## MATERIAL PROVIDED
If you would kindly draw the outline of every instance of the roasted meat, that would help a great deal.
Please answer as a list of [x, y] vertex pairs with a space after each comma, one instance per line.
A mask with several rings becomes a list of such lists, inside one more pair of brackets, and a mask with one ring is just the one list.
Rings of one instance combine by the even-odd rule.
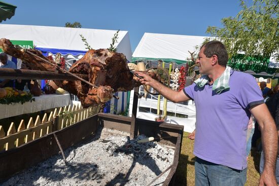
[[[22, 59], [29, 69], [55, 70], [53, 65], [34, 57], [24, 50], [15, 47], [9, 40], [0, 40], [0, 48], [6, 53]], [[37, 50], [27, 51], [53, 63]], [[141, 85], [138, 78], [130, 71], [125, 55], [108, 49], [89, 50], [73, 65], [69, 71], [88, 75], [88, 81], [98, 87], [92, 87], [81, 81], [54, 81], [58, 87], [77, 95], [84, 108], [103, 103], [112, 97], [114, 92], [131, 90]], [[148, 73], [153, 78], [159, 79], [154, 73]]]

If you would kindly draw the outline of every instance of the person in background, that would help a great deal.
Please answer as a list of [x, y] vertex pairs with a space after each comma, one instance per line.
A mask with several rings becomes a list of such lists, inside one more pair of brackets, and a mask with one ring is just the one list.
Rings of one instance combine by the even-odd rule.
[[228, 60], [222, 43], [213, 41], [203, 45], [196, 63], [204, 75], [180, 92], [166, 87], [146, 73], [135, 73], [142, 77], [139, 81], [143, 84], [150, 85], [170, 101], [195, 101], [196, 186], [244, 185], [247, 130], [251, 114], [262, 131], [265, 155], [259, 185], [276, 185], [278, 136], [274, 121], [255, 78], [227, 66]]
[[193, 140], [195, 139], [195, 134], [196, 133], [196, 129], [194, 130], [193, 132], [192, 132], [191, 133], [190, 133], [189, 136], [188, 136], [188, 138], [190, 139], [192, 139]]
[[[271, 116], [275, 120], [277, 128], [277, 135], [279, 136], [279, 85], [276, 85], [273, 89], [274, 94], [270, 97], [268, 101], [265, 103]], [[278, 148], [279, 149], [279, 148]], [[278, 152], [279, 153], [279, 151]], [[260, 173], [262, 174], [265, 166], [265, 152], [262, 151], [260, 160]], [[279, 185], [279, 156], [277, 155], [275, 175], [277, 180], [277, 184]]]
[[[21, 64], [20, 69], [28, 69], [24, 63]], [[31, 80], [17, 79], [15, 81], [15, 88], [17, 90], [23, 90], [24, 86], [26, 85], [29, 90], [31, 90]]]
[[263, 96], [265, 98], [267, 95], [267, 92], [268, 92], [268, 91], [270, 90], [270, 89], [266, 87], [266, 82], [261, 82], [260, 83], [260, 87], [261, 87]]
[[[0, 61], [3, 65], [0, 68], [7, 68], [16, 69], [16, 66], [15, 63], [8, 60], [8, 56], [4, 52], [0, 53]], [[11, 80], [0, 79], [0, 88], [6, 87], [13, 87], [14, 81]]]

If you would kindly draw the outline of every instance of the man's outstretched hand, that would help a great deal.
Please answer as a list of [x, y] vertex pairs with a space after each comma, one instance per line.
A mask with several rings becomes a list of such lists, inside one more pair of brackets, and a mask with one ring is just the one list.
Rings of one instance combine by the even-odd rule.
[[151, 85], [152, 82], [153, 81], [155, 81], [153, 79], [152, 79], [146, 73], [143, 73], [138, 71], [135, 71], [134, 73], [137, 76], [142, 78], [141, 79], [140, 79], [140, 82], [142, 84], [146, 85]]
[[277, 185], [277, 181], [275, 177], [274, 173], [267, 173], [264, 170], [260, 177], [259, 186], [273, 186]]

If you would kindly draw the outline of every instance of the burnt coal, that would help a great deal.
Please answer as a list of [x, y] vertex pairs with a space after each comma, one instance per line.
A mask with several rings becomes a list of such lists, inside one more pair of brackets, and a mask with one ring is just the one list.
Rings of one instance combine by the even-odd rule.
[[[174, 150], [157, 142], [137, 143], [126, 132], [103, 128], [86, 144], [19, 172], [7, 185], [146, 185], [172, 164]], [[161, 185], [169, 170], [152, 185]]]

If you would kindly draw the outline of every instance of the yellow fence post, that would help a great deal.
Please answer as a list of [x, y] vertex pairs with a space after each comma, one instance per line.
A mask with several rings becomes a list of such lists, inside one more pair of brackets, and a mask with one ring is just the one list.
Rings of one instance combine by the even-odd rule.
[[[3, 127], [2, 125], [0, 125], [0, 139], [1, 138], [5, 137], [6, 135], [5, 132], [3, 129]], [[0, 140], [0, 151], [2, 151], [4, 149], [4, 143]]]
[[[19, 126], [17, 128], [17, 131], [20, 132], [22, 130], [25, 130], [25, 125], [24, 124], [24, 120], [21, 120]], [[16, 146], [19, 146], [24, 143], [24, 136], [19, 137], [16, 140]]]

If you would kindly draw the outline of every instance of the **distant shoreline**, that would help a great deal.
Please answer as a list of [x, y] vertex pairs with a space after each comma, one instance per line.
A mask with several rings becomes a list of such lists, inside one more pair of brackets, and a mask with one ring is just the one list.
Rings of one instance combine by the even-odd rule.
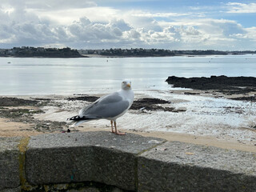
[[256, 51], [222, 51], [222, 50], [170, 50], [163, 49], [109, 49], [109, 50], [74, 50], [70, 47], [44, 48], [33, 46], [0, 49], [0, 57], [15, 58], [148, 58], [174, 56], [209, 56], [209, 55], [239, 55], [254, 54]]

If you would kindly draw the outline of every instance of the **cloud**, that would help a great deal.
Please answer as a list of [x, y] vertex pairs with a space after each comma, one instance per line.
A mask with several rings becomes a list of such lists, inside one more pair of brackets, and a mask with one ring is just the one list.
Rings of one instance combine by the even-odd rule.
[[240, 2], [229, 2], [227, 13], [230, 14], [255, 14], [256, 3], [251, 2], [249, 4]]
[[[2, 0], [2, 47], [254, 49], [255, 27], [195, 14], [98, 6], [92, 1]], [[254, 3], [229, 3], [232, 7]], [[236, 11], [238, 11], [238, 9]], [[100, 13], [100, 14], [99, 14]], [[193, 19], [186, 17], [193, 15]]]

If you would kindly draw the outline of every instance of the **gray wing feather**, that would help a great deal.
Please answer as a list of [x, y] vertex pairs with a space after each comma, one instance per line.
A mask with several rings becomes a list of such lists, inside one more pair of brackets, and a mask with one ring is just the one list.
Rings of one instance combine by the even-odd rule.
[[118, 93], [114, 93], [82, 109], [79, 116], [86, 116], [90, 118], [114, 118], [127, 110], [128, 107], [129, 102], [123, 101]]

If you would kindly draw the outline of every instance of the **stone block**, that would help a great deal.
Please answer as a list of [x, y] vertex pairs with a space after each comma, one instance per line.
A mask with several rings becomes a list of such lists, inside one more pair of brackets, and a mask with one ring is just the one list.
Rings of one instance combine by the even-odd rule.
[[256, 154], [168, 142], [138, 159], [138, 191], [255, 191]]
[[136, 155], [163, 142], [106, 131], [34, 136], [26, 154], [27, 182], [43, 185], [94, 181], [134, 190]]
[[17, 188], [20, 185], [20, 138], [0, 138], [0, 190]]

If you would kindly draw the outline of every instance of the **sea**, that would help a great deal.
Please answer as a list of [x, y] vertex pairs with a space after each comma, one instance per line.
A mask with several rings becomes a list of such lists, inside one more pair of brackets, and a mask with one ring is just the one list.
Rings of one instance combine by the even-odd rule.
[[[104, 94], [130, 79], [134, 90], [174, 89], [169, 76], [256, 77], [256, 54], [150, 58], [0, 58], [0, 95]], [[177, 89], [177, 88], [175, 88]]]

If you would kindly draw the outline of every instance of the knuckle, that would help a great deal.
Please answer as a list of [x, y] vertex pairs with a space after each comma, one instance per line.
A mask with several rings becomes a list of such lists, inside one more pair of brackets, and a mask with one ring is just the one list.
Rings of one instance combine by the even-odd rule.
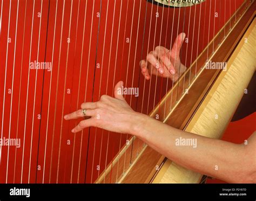
[[83, 121], [80, 121], [80, 122], [79, 123], [78, 126], [79, 126], [80, 127], [83, 127], [84, 126], [84, 122], [83, 122]]
[[79, 115], [81, 112], [82, 112], [82, 110], [80, 110], [80, 109], [79, 109], [78, 110], [77, 110], [77, 111], [76, 111], [76, 114], [77, 115]]
[[104, 100], [105, 100], [106, 99], [107, 99], [107, 95], [103, 95], [100, 96], [100, 100], [101, 100], [104, 101]]

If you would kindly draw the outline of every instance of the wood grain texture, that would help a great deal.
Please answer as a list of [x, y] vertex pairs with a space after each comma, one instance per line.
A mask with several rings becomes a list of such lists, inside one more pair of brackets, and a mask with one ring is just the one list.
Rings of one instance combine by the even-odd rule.
[[[211, 138], [221, 137], [255, 70], [255, 24], [254, 18], [228, 60], [228, 70], [221, 72], [186, 131]], [[201, 176], [167, 160], [153, 183], [199, 183]]]

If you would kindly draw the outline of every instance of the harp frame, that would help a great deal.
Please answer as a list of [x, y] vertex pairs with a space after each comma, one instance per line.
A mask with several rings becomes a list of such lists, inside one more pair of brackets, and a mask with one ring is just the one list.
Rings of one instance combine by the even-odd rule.
[[[181, 130], [185, 130], [186, 128], [222, 72], [221, 70], [206, 71], [205, 67], [208, 62], [210, 60], [216, 62], [227, 62], [255, 17], [256, 10], [255, 1], [251, 1], [248, 3], [247, 5], [246, 5], [245, 2], [243, 3], [209, 43], [208, 46], [190, 67], [188, 68], [186, 72], [180, 77], [180, 81], [187, 82], [188, 80], [187, 77], [186, 78], [185, 75], [190, 69], [192, 70], [192, 73], [195, 75], [196, 67], [201, 67], [200, 72], [194, 77], [188, 89], [190, 93], [183, 93], [180, 89], [181, 87], [179, 86], [179, 82], [176, 82], [173, 88], [169, 91], [161, 100], [158, 106], [150, 113], [150, 116], [153, 117], [156, 114], [158, 114], [160, 116], [159, 120], [164, 123]], [[239, 17], [237, 18], [237, 16]], [[226, 29], [228, 30], [230, 27], [231, 28], [230, 31], [225, 36], [224, 30]], [[216, 47], [214, 46], [214, 43], [215, 44], [218, 44]], [[208, 57], [208, 60], [207, 59], [207, 48], [213, 50], [213, 53]], [[180, 96], [181, 98], [178, 102], [176, 102], [176, 100], [171, 99], [172, 93], [176, 93]], [[172, 102], [174, 103], [173, 105], [174, 107], [172, 110], [165, 110], [164, 108], [169, 108], [169, 107], [165, 107], [164, 105], [166, 102], [170, 104]], [[167, 115], [166, 115], [165, 114]], [[164, 118], [164, 116], [166, 117]], [[131, 139], [130, 141], [132, 140], [134, 143], [136, 141], [139, 140], [134, 137]], [[124, 155], [125, 153], [126, 153], [126, 154], [127, 154], [127, 153], [130, 154], [131, 151], [131, 146], [125, 145], [121, 151], [116, 156], [112, 163], [103, 172], [95, 183], [105, 183], [105, 180], [109, 181], [109, 179], [112, 176], [119, 178], [118, 183], [152, 183], [164, 163], [167, 161], [165, 156], [144, 144], [139, 154], [132, 158], [133, 163], [129, 164], [130, 158], [126, 159], [127, 161], [124, 161], [125, 160]], [[118, 175], [116, 165], [118, 160], [123, 161], [120, 164], [123, 164], [124, 162], [124, 164], [128, 164], [129, 165], [126, 171], [124, 173], [119, 173], [119, 175]], [[117, 168], [123, 168], [123, 167], [119, 167]]]

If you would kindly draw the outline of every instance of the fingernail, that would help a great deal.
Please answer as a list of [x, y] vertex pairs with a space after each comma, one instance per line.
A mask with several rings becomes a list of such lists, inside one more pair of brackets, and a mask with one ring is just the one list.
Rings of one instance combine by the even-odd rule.
[[174, 71], [174, 70], [173, 70], [172, 69], [172, 70], [171, 70], [171, 73], [172, 74], [172, 75], [174, 75], [175, 74], [175, 71]]

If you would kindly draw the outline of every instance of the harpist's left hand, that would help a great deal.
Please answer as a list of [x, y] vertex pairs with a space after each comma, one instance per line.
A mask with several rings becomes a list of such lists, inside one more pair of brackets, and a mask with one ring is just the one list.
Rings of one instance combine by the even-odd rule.
[[[82, 103], [81, 108], [86, 109], [86, 116], [91, 118], [82, 120], [72, 130], [77, 133], [90, 127], [96, 127], [111, 131], [132, 134], [133, 127], [138, 124], [139, 113], [134, 112], [127, 104], [122, 94], [119, 94], [118, 88], [123, 85], [119, 81], [114, 88], [114, 98], [104, 95], [100, 100], [95, 102]], [[65, 115], [66, 120], [83, 117], [82, 109]]]

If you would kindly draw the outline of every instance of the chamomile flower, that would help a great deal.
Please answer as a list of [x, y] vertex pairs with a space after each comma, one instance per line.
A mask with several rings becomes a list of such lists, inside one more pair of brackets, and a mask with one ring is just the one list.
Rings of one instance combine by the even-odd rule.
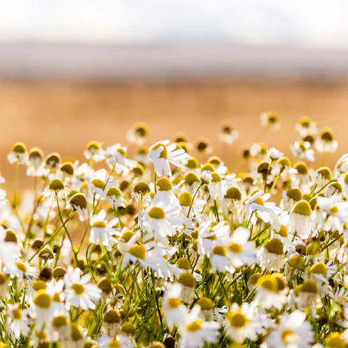
[[186, 308], [181, 300], [182, 287], [180, 283], [168, 285], [163, 299], [166, 321], [169, 327], [178, 325], [184, 320]]
[[240, 307], [233, 303], [226, 315], [226, 333], [233, 341], [242, 343], [246, 338], [254, 340], [258, 334], [264, 331], [265, 323], [255, 305], [244, 302]]
[[97, 215], [92, 215], [90, 224], [91, 229], [89, 236], [89, 242], [99, 244], [100, 242], [107, 248], [111, 247], [116, 240], [111, 237], [112, 228], [118, 222], [118, 218], [114, 218], [110, 221], [106, 220], [106, 213], [102, 209]]
[[84, 157], [87, 159], [93, 159], [95, 162], [102, 161], [105, 157], [102, 145], [102, 144], [97, 141], [90, 141], [86, 146]]
[[95, 284], [89, 283], [90, 276], [81, 275], [81, 269], [70, 267], [64, 276], [64, 290], [68, 306], [73, 306], [84, 310], [95, 309], [100, 299], [102, 290]]
[[295, 310], [280, 317], [277, 326], [266, 340], [269, 348], [310, 348], [314, 341], [312, 326], [306, 321], [306, 314]]
[[244, 264], [251, 264], [256, 260], [256, 248], [254, 243], [248, 242], [249, 235], [248, 230], [239, 226], [228, 239], [227, 255], [236, 268]]
[[194, 306], [179, 324], [181, 348], [198, 348], [204, 342], [214, 343], [217, 340], [219, 324], [215, 322], [204, 322], [200, 318], [200, 307]]
[[282, 212], [282, 209], [276, 207], [276, 203], [267, 202], [270, 197], [269, 193], [264, 193], [263, 191], [258, 191], [244, 202], [246, 217], [250, 219], [253, 225], [257, 222], [255, 213], [257, 213], [264, 222], [268, 223], [272, 217]]
[[312, 233], [312, 208], [306, 200], [299, 200], [292, 208], [290, 214], [290, 228], [292, 233], [296, 233], [306, 239]]
[[177, 148], [176, 144], [169, 144], [168, 140], [161, 141], [150, 148], [149, 156], [152, 160], [157, 175], [171, 175], [169, 164], [177, 167], [183, 166], [183, 161], [187, 154], [182, 148]]

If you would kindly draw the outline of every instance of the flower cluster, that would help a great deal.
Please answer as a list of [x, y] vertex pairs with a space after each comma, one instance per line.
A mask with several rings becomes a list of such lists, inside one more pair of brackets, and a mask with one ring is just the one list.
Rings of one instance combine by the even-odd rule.
[[[280, 129], [274, 112], [261, 123]], [[0, 347], [347, 347], [348, 154], [315, 170], [333, 133], [308, 117], [296, 129], [293, 164], [254, 143], [239, 173], [204, 139], [144, 146], [144, 123], [132, 159], [120, 144], [91, 141], [86, 163], [15, 144]], [[237, 137], [221, 126], [222, 157]]]

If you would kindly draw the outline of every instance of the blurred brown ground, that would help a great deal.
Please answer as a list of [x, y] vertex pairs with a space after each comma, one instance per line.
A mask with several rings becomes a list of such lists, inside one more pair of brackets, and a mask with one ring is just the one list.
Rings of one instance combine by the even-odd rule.
[[[125, 145], [127, 129], [146, 122], [147, 145], [173, 139], [184, 132], [189, 139], [208, 138], [220, 155], [219, 125], [230, 120], [239, 138], [228, 150], [230, 170], [240, 170], [237, 158], [242, 144], [263, 141], [290, 155], [296, 139], [294, 123], [301, 116], [312, 117], [320, 129], [329, 126], [339, 143], [326, 164], [333, 166], [348, 152], [348, 84], [347, 79], [317, 81], [199, 81], [140, 82], [76, 82], [3, 81], [0, 89], [0, 172], [12, 188], [13, 168], [6, 155], [16, 141], [29, 148], [38, 146], [45, 154], [83, 160], [90, 140], [105, 146]], [[282, 123], [276, 133], [262, 132], [260, 114], [275, 111]], [[129, 149], [132, 152], [132, 148]], [[321, 158], [315, 162], [321, 164]], [[23, 177], [23, 176], [22, 177]], [[31, 182], [21, 181], [20, 188]]]

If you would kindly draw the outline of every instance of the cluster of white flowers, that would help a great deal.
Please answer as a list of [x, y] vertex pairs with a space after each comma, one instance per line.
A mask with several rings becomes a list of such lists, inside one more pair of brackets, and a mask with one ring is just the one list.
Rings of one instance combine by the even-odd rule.
[[[261, 121], [280, 129], [274, 112]], [[145, 147], [144, 123], [127, 134], [133, 159], [120, 144], [89, 143], [82, 164], [15, 144], [0, 348], [347, 347], [348, 154], [315, 170], [333, 133], [308, 117], [296, 129], [293, 164], [254, 143], [235, 173], [205, 139]], [[226, 158], [237, 137], [222, 126]]]

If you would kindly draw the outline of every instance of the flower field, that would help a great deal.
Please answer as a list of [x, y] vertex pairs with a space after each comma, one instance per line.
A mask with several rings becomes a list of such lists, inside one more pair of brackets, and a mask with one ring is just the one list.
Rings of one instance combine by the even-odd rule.
[[[280, 121], [266, 112], [253, 126], [271, 142]], [[0, 347], [347, 347], [348, 154], [329, 168], [332, 130], [306, 116], [294, 127], [287, 154], [239, 149], [244, 172], [224, 163], [239, 136], [230, 122], [220, 157], [184, 134], [148, 148], [143, 122], [127, 134], [132, 156], [90, 141], [84, 161], [63, 161], [15, 143]]]

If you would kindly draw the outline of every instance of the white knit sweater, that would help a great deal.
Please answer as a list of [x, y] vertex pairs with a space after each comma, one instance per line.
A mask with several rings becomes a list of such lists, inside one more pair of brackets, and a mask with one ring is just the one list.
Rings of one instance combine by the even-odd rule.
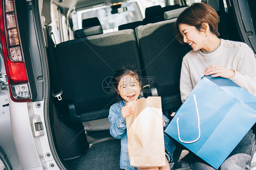
[[182, 102], [206, 68], [213, 65], [235, 70], [230, 80], [256, 96], [256, 59], [252, 50], [244, 43], [221, 39], [220, 46], [212, 52], [191, 50], [184, 57], [180, 83]]

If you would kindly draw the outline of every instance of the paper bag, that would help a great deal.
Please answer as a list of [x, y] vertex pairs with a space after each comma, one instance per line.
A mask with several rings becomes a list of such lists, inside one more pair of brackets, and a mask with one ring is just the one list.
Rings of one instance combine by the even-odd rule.
[[256, 121], [256, 96], [228, 79], [203, 77], [165, 132], [218, 169]]
[[128, 155], [131, 166], [165, 165], [161, 97], [130, 102], [133, 113], [126, 117]]

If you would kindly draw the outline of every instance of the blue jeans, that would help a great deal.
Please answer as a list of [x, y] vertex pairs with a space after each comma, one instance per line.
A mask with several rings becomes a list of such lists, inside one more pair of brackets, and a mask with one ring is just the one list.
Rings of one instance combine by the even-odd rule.
[[[250, 170], [251, 163], [255, 152], [255, 135], [252, 130], [250, 130], [218, 170]], [[215, 170], [192, 152], [189, 152], [189, 155], [190, 167], [192, 170]]]

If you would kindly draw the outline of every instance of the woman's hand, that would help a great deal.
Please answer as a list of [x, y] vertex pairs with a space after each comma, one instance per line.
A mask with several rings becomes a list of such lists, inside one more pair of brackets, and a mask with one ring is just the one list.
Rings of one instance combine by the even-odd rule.
[[126, 116], [133, 113], [133, 111], [132, 107], [128, 105], [126, 105], [122, 108], [121, 113], [122, 113], [123, 117], [126, 117]]
[[211, 75], [212, 77], [230, 79], [235, 75], [235, 71], [226, 69], [220, 65], [211, 65], [205, 69], [204, 74], [205, 75]]

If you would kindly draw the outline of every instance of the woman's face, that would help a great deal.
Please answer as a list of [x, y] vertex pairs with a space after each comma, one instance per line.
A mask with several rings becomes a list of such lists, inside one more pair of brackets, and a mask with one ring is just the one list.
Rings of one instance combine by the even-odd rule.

## WHAT TO DO
Write out the listing again, starting at the line that contains "bag, that would help a great deal." and ending after the line that contains "74], [205, 75]]". Swap "paper bag" for "grocery bag" and leave everything else the same.

## TASK ANSWER
If you would kindly draw the outline of every instance of the grocery bag, that would help a great deal.
Please answer as a list of [x, y] vertex pairs with a space after each comma, one instance per line.
A mask with several rings becomes a list of such lists, inside one more pair of brackets, and a mask with one ring is just the one list.
Rings of one instance combine by the even-odd rule.
[[256, 121], [256, 96], [228, 79], [203, 77], [165, 132], [218, 169]]
[[128, 155], [131, 166], [165, 165], [161, 97], [130, 102], [133, 113], [126, 117]]

If you would kindly draw the outline of every instance of the blue jeans, that would help a great deal.
Please answer as a list of [x, y] vertex pairs with a space after each comma, one instance per line.
A mask with several rings becomes a list of such lists, inside one more pair of brackets, and a mask with one ring is just the one list.
Rings of one instance combine by the even-odd rule.
[[[250, 170], [251, 163], [255, 152], [255, 135], [252, 130], [250, 130], [218, 170]], [[215, 170], [192, 152], [189, 152], [189, 155], [190, 167], [192, 170]]]

If you would kindly draw the outline of every instance of the woman's hand, that would help a great deal.
Please answer as a list of [x, y] vertex pairs with a space after each comma, one instance per line.
A mask with several rings becomes a list of such lists, inside one more pair of brackets, and a mask with one ring is just the one list.
Rings of one instance combine by the even-odd rule.
[[126, 116], [133, 113], [133, 111], [132, 107], [128, 105], [126, 105], [122, 108], [121, 113], [122, 113], [123, 117], [126, 117]]
[[211, 75], [212, 77], [230, 79], [235, 75], [235, 71], [226, 69], [220, 65], [211, 65], [205, 69], [204, 74], [205, 75]]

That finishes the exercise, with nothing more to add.